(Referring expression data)

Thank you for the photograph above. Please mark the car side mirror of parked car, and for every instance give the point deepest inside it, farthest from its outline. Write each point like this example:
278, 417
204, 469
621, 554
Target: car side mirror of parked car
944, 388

> [Work request]: Transcribe the data above in full, exactly as it appears.

> [Completed exercise]:
Thank you for the photograph above. Please mark the car side mirror of parked car, and for every instance give the point deepest inside it, farthest from its outline. Write each point like this example:
278, 417
204, 469
621, 554
Target: car side mirror of parked car
944, 388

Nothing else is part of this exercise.